DOCUMENT EXTRACT:
Project SEARCH
If you haven't already worked or spoken with any of the interns of Project SEARCH, you've probably seen Klarey Black sterilizing colonoscopy equipment, Eric Lemieux wiping tables in the East Mall Café or the Main Dining Room, Bo Harron collecting dirty bedding from gurneys or stocking fresh sheets and pillowcases in Endoscopy, or Megan Lantz escorting patients to the rehab gym for physical-therapy appointments.
"They walk tall," says Andrea Henry, director of volunteer services at DHMC. "They're very proud. The first day, they put on those ID badges, and they stood up tall."
And they're just the first wave of developmentally-challenged Upper Valley residents learning job and life skills under the guidance of Project SEARCH teacher Laureen Blum and of supervisors, clinicians, and technicians in 11 departments throughout the medical center. Come January 2012, Henry, Blum, and program partners with several non-profit and state agencies in New Hampshire and Vermont will begin screening a growing list of candidates for the next class of motivated worker-students for academic year 2012-2013 – in as many more departments that are willing to provide the opportunity.
Those new recruits have a hard act to follow.
"The interns are so driven to be here and do a great job," said Blum, a retired special-education teacher who has helped students find work in organizations such as Dartmouth College Dining Services and the Co-op Food Store chain. "They want to be competitive."
Toward that end, in classroom sessions before and after their 4½ hours of daily work duties, Blum and career coach John Burke drill the interns on their skills such as managing money, arranging for transportation to a job site, making eye contact with co-workers and supervisors and dressing appropriately for work.
"The emphasis is that we need to be professional," Blum said. "We need to look professional."
And to stay with the program, they need to make it to class and to work at least 95 percent of the time to stay eligible.
"It's full-time immersion," Blum said. "Every day counts here."

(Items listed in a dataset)

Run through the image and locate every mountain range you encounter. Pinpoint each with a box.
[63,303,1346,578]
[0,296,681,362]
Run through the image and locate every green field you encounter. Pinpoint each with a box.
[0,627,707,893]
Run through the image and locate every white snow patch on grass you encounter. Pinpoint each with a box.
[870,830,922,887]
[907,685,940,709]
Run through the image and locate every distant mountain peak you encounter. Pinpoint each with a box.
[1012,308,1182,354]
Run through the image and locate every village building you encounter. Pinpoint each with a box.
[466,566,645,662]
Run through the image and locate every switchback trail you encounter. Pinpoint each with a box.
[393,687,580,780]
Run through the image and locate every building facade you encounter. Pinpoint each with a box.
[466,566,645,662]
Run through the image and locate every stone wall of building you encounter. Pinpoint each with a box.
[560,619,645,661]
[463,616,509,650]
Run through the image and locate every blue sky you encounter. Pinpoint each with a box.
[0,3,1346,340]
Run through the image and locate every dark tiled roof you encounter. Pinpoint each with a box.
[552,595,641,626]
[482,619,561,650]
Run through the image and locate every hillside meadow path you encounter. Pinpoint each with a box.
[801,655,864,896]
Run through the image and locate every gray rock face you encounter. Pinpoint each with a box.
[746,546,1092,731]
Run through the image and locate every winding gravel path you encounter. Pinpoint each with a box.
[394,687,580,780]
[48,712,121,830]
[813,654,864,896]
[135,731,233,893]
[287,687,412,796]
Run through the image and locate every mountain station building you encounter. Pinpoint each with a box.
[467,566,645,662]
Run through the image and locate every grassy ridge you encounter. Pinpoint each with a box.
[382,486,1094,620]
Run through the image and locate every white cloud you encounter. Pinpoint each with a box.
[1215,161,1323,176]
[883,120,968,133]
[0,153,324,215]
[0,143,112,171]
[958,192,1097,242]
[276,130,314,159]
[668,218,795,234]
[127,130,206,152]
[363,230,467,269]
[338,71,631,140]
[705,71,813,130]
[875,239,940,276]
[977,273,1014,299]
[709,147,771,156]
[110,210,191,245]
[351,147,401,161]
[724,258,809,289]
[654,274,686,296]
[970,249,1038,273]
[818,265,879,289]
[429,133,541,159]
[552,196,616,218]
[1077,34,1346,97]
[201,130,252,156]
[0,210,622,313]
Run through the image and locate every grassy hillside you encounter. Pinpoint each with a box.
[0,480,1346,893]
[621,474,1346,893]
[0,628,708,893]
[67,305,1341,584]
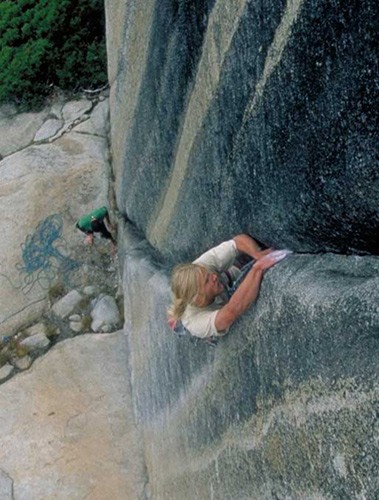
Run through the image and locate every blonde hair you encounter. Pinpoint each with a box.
[168,263,205,320]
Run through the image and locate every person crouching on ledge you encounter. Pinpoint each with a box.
[76,207,117,256]
[168,234,291,339]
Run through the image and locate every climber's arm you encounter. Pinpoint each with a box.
[215,257,276,332]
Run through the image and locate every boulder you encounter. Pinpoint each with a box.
[20,333,50,352]
[0,363,14,382]
[51,290,83,318]
[91,295,121,332]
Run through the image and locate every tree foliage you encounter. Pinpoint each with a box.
[0,0,107,109]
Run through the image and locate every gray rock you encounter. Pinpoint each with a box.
[70,321,83,333]
[68,314,82,322]
[75,99,109,135]
[0,96,109,335]
[108,0,379,263]
[120,226,379,499]
[0,109,48,157]
[51,290,83,318]
[83,285,97,297]
[12,354,33,371]
[0,363,14,382]
[34,119,63,142]
[91,295,120,332]
[0,332,140,500]
[20,333,50,351]
[62,99,92,123]
[24,323,47,337]
[0,469,14,500]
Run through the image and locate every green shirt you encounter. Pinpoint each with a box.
[76,207,108,232]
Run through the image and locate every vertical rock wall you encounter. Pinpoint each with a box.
[106,0,379,500]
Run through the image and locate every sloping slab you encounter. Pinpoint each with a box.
[0,331,143,500]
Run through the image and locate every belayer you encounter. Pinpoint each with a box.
[168,234,291,339]
[76,207,117,253]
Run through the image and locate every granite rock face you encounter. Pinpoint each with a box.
[107,0,379,260]
[0,95,110,335]
[119,225,379,499]
[106,0,379,500]
[0,332,145,500]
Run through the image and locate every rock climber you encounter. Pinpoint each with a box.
[76,207,117,254]
[168,234,290,339]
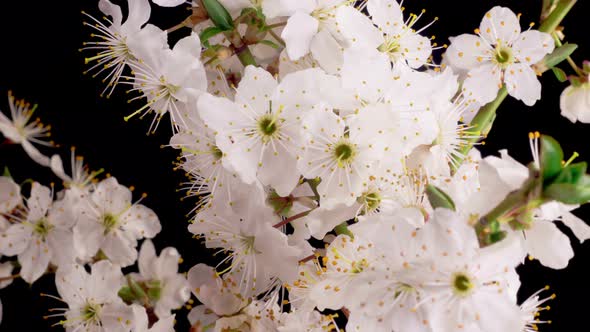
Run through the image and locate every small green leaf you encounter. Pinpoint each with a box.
[543,183,590,204]
[426,184,455,211]
[258,39,280,49]
[203,0,234,31]
[551,67,567,83]
[199,27,224,47]
[543,43,578,68]
[540,135,563,185]
[553,162,587,184]
[117,286,135,304]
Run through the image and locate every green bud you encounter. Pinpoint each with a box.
[540,135,563,185]
[542,43,578,69]
[203,0,234,31]
[199,27,224,47]
[551,67,567,83]
[426,184,455,211]
[543,183,590,204]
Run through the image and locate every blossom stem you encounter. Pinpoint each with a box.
[539,0,578,33]
[0,273,20,282]
[451,86,508,173]
[551,32,584,76]
[273,209,314,228]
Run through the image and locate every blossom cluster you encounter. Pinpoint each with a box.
[0,0,590,332]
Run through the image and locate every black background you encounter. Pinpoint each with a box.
[0,0,590,332]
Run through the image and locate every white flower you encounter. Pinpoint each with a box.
[0,182,75,283]
[81,0,167,97]
[559,82,590,123]
[74,177,162,266]
[55,260,134,332]
[446,7,554,106]
[131,304,176,332]
[0,91,53,166]
[125,33,207,132]
[189,199,311,294]
[198,66,308,196]
[49,147,104,193]
[0,176,22,215]
[278,0,351,65]
[134,240,190,319]
[336,0,436,68]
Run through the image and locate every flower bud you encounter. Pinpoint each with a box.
[560,82,590,123]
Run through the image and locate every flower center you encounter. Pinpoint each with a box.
[359,192,381,213]
[494,46,514,67]
[211,145,223,160]
[258,115,278,139]
[333,141,356,167]
[102,213,117,234]
[453,273,473,296]
[82,302,100,322]
[33,218,53,238]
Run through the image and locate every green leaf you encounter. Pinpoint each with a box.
[2,166,12,179]
[540,135,563,185]
[551,67,567,83]
[203,0,234,31]
[543,43,578,68]
[543,183,590,204]
[199,27,224,47]
[426,184,455,211]
[258,39,280,49]
[553,162,588,184]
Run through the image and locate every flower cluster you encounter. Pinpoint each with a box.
[0,0,590,332]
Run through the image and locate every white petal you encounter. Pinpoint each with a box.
[98,0,123,25]
[0,176,22,214]
[479,6,520,46]
[559,83,590,123]
[525,221,574,269]
[512,30,555,65]
[336,6,384,51]
[101,232,137,267]
[561,212,590,242]
[18,239,51,284]
[92,177,131,214]
[310,29,344,74]
[367,0,405,35]
[124,0,152,30]
[27,182,53,222]
[21,141,51,166]
[236,66,278,116]
[0,224,32,256]
[153,0,186,7]
[281,12,319,60]
[445,34,487,69]
[463,63,502,104]
[504,63,541,106]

AIM OF THE TASK:
Return the entire Project SEARCH article above, word for word.

SOLUTION:
Project SEARCH
If you haven't already worked or spoken with any of the interns of Project SEARCH, you've probably seen Klarey Black sterilizing colonoscopy equipment, Eric Lemieux wiping tables in the East Mall Café or the Main Dining Room, Bo Harron collecting dirty bedding from gurneys or stocking fresh sheets and pillowcases in Endoscopy, or Megan Lantz escorting patients to the rehab gym for physical-therapy appointments.
"They walk tall," says Andrea Henry, director of volunteer services at DHMC. "They're very proud. The first day, they put on those ID badges, and they stood up tall."
And they're just the first wave of developmentally-challenged Upper Valley residents learning job and life skills under the guidance of Project SEARCH teacher Laureen Blum and of supervisors, clinicians, and technicians in 11 departments throughout the medical center. Come January 2012, Henry, Blum, and program partners with several non-profit and state agencies in New Hampshire and Vermont will begin screening a growing list of candidates for the next class of motivated worker-students for academic year 2012-2013 – in as many more departments that are willing to provide the opportunity.
Those new recruits have a hard act to follow.
"The interns are so driven to be here and do a great job," said Blum, a retired special-education teacher who has helped students find work in organizations such as Dartmouth College Dining Services and the Co-op Food Store chain. "They want to be competitive."
Toward that end, in classroom sessions before and after their 4½ hours of daily work duties, Blum and career coach John Burke drill the interns on their skills such as managing money, arranging for transportation to a job site, making eye contact with co-workers and supervisors and dressing appropriately for work.
"The emphasis is that we need to be professional," Blum said. "We need to look professional."
And to stay with the program, they need to make it to class and to work at least 95 percent of the time to stay eligible.
"It's full-time immersion," Blum said. "Every day counts here."